- Your objective
Give back each entry exactly as written, apart from the pictures.

- Data records
• • •

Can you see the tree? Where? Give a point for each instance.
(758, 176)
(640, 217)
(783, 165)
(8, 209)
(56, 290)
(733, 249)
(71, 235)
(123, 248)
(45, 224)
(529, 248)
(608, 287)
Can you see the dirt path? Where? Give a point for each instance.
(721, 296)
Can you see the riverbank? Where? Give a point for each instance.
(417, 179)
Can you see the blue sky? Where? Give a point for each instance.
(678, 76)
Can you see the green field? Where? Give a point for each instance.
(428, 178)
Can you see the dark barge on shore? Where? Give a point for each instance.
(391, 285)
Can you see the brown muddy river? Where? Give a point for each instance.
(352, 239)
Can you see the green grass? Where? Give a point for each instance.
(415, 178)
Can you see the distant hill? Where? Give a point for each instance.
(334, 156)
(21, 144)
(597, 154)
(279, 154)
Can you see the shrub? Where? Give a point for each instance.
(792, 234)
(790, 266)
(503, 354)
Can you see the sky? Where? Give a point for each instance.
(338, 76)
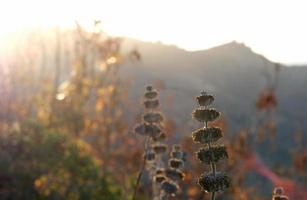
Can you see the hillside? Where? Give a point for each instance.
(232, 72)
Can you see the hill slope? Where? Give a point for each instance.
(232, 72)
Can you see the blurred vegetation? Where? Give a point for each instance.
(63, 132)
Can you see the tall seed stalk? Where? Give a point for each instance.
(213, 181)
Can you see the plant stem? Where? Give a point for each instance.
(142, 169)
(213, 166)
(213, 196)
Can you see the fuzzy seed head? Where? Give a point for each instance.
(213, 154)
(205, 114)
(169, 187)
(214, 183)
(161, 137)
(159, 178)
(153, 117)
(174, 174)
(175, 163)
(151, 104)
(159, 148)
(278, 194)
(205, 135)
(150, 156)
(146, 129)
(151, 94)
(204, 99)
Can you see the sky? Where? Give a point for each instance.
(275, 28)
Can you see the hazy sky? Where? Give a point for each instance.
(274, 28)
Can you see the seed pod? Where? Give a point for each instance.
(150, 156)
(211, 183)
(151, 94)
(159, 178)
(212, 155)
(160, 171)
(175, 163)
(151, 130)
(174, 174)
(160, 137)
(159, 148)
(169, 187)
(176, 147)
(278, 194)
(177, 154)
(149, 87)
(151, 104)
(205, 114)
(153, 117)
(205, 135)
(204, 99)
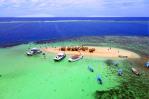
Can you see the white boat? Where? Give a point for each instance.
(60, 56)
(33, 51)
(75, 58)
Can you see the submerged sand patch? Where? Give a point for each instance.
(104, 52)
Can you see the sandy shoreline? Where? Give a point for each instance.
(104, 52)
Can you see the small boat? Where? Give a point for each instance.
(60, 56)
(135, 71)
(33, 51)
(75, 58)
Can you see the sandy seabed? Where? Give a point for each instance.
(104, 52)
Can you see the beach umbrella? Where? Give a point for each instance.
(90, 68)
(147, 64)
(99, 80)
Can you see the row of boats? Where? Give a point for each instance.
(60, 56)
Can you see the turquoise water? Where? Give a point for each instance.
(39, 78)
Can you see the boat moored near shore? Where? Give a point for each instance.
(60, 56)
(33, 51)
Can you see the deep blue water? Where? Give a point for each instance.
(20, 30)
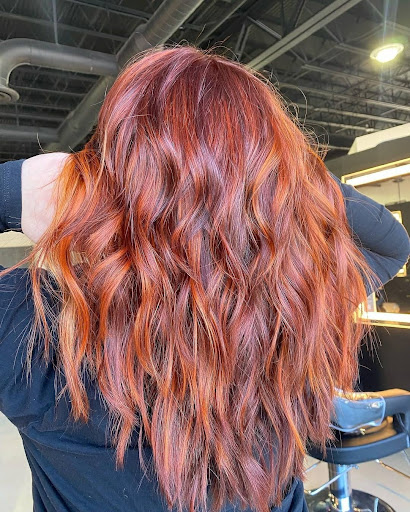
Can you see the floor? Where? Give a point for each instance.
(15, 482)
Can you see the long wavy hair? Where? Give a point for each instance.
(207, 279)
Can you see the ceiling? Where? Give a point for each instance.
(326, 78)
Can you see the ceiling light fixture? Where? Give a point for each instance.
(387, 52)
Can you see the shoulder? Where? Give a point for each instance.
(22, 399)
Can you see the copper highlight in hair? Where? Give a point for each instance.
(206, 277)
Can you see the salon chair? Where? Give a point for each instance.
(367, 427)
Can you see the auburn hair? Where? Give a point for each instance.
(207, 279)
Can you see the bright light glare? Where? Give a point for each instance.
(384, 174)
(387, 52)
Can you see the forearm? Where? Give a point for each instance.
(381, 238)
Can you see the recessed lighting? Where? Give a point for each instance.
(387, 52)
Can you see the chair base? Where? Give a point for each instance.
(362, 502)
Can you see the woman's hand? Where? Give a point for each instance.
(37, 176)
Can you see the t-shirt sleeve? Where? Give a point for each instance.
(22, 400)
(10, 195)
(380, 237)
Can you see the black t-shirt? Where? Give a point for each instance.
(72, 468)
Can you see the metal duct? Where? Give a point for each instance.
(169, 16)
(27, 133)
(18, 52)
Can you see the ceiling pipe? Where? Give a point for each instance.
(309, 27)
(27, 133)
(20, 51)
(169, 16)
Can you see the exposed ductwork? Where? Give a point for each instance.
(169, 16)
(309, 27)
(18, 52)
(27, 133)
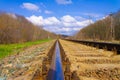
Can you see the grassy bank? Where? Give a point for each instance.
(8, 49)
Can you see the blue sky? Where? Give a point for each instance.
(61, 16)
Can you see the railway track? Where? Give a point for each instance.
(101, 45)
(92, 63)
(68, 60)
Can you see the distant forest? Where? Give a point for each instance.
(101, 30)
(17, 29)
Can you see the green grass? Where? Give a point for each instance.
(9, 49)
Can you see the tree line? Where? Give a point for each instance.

• • •

- Problem solution
Can you see the tree? Where? Give a point for each instance.
(758, 176)
(640, 217)
(783, 165)
(8, 209)
(56, 290)
(733, 249)
(71, 235)
(123, 248)
(45, 224)
(529, 248)
(608, 287)
Can you see the dirt path? Where? Give a point for each instance.
(721, 296)
Can you see the riverbank? Where? Give a point for each instance.
(417, 179)
Can you see the blue sky? Where? Give a point for each instance.
(678, 76)
Can you see the green field? Where? Give a point for each instance.
(428, 178)
Can you see the dark barge on shore? Where? Give a point for each instance.
(391, 285)
Can you see the brown muddy river? Where? Give a point for each instance.
(352, 239)
Can you see the green grass? Where? Give a point for each instance.
(415, 178)
Can you see the distant hill? Where? Give a point for each instance.
(334, 156)
(21, 144)
(597, 154)
(279, 154)
Can you see the shrub? Where? Give a point for each instance.
(792, 234)
(790, 266)
(503, 354)
Can you see the sky? Where? Give a point for each instance.
(338, 76)
Can you see the hillside? Where? Give a point for each instance.
(232, 72)
Can you see the hill slope? Where? Give a point for each instance.
(232, 72)
Can you see the blurred vegetation? Where? Give a point for each instance.
(63, 132)
Can you see the tall seed stalk? Where? Give a point for each instance.
(213, 181)
Can you see the plant stem? Where? Give a point for each instance.
(142, 169)
(213, 166)
(213, 196)
Can you see the fuzzy seed head? Where? Give a point for each instance.
(213, 154)
(205, 114)
(169, 187)
(214, 183)
(161, 137)
(159, 178)
(153, 117)
(174, 174)
(175, 163)
(151, 104)
(159, 148)
(278, 194)
(205, 135)
(150, 156)
(146, 129)
(151, 94)
(204, 99)
Can you see the sky? Where? Give a point for each instance.
(275, 28)
Can you see the hazy sky? Where? Give a point for each instance.
(274, 28)
Can you see the seed pod? Where? Give a point for each instance.
(150, 156)
(211, 183)
(151, 94)
(159, 178)
(212, 155)
(160, 171)
(175, 163)
(151, 130)
(174, 174)
(160, 137)
(159, 148)
(169, 187)
(176, 147)
(278, 194)
(177, 154)
(149, 87)
(151, 104)
(205, 114)
(153, 117)
(205, 135)
(204, 99)
Can you see the white boat? Where? Give a point for each instance.
(60, 56)
(33, 51)
(75, 58)
Can you see the submerged sand patch? Where? Give a point for each instance.
(104, 52)
Can you see the sandy shoreline? Where? Give a point for each instance.
(104, 52)
Can you see the small boat? Where? Give a point for each instance.
(60, 56)
(135, 71)
(33, 51)
(75, 58)
Can you see the sandy seabed? Where? Give a point for each instance.
(104, 52)
Can you see the beach umbrella? Where? Give a point for each instance.
(90, 68)
(147, 64)
(99, 80)
Can you see the row of boats? Where? Give a point for each instance.
(60, 56)
Can you see the turquoise water? Where? Give a point for each instance.
(39, 78)
Can you see the boat moored near shore? Where? Give a point for each instance.
(60, 56)
(33, 51)
Can you see the deep blue water? Where? Give a point for each instance.
(20, 30)
Can you see the floor? Where? Give a point for each instance.
(15, 482)
Can you see the long wavy hair? Where? Give a point for each instance.
(207, 279)
Can you see the ceiling? Where? Give a point for each instance.
(326, 78)
Can you see the ceiling light fixture? Where? Give a point for each instance.
(387, 52)
Can you see the shoulder? Where? Give a point for each instance.
(22, 399)
Can you see the copper highlight in hair? Where? Give a point for each instance.
(206, 277)
Can you see the salon chair? Where? Give a point for each instance.
(367, 427)
Can you see the auburn hair? Where? Give a point for each instance.
(207, 279)
Can you see the bright light glare? Where? Give a point for each instance.
(384, 174)
(387, 52)
Can you see the forearm? Where? Give a point for each instance.
(381, 238)
Can you see the recessed lighting? Where? Give a point for each instance.
(387, 52)
Can you see the chair base? Where? Give a point for each instance.
(362, 502)
Can you see the woman's hand? Where? Give a point for each instance.
(37, 176)
Can you see the t-shirt sleeve? Where? Give a point for each instance.
(22, 400)
(10, 195)
(380, 237)
Can you see the black t-shirt? Where? Give a point for each instance.
(72, 468)
Can you see the metal duct? Where? Give a point for each instance.
(169, 16)
(27, 133)
(18, 52)
Can you see the ceiling pipe? Where? Give a point for each instance.
(309, 27)
(27, 133)
(20, 51)
(169, 16)
Can you see the exposed ductwork? Where? Give a point for each instance.
(169, 16)
(309, 27)
(18, 52)
(27, 133)
Can you see the grassy bank? Where? Give a point for each instance.
(8, 49)
Can you see the blue sky? Where? Give a point for each instance.
(61, 16)
Can you see the railway track? Where? Give a point for each instance.
(101, 45)
(92, 63)
(68, 60)
Can you see the distant forest? Where? Give a point for each instance.
(101, 30)
(17, 29)
Can you see the green grass? Where? Give a point for each instance.
(9, 49)
Can you see the tree line? Where? Give a point for each instance.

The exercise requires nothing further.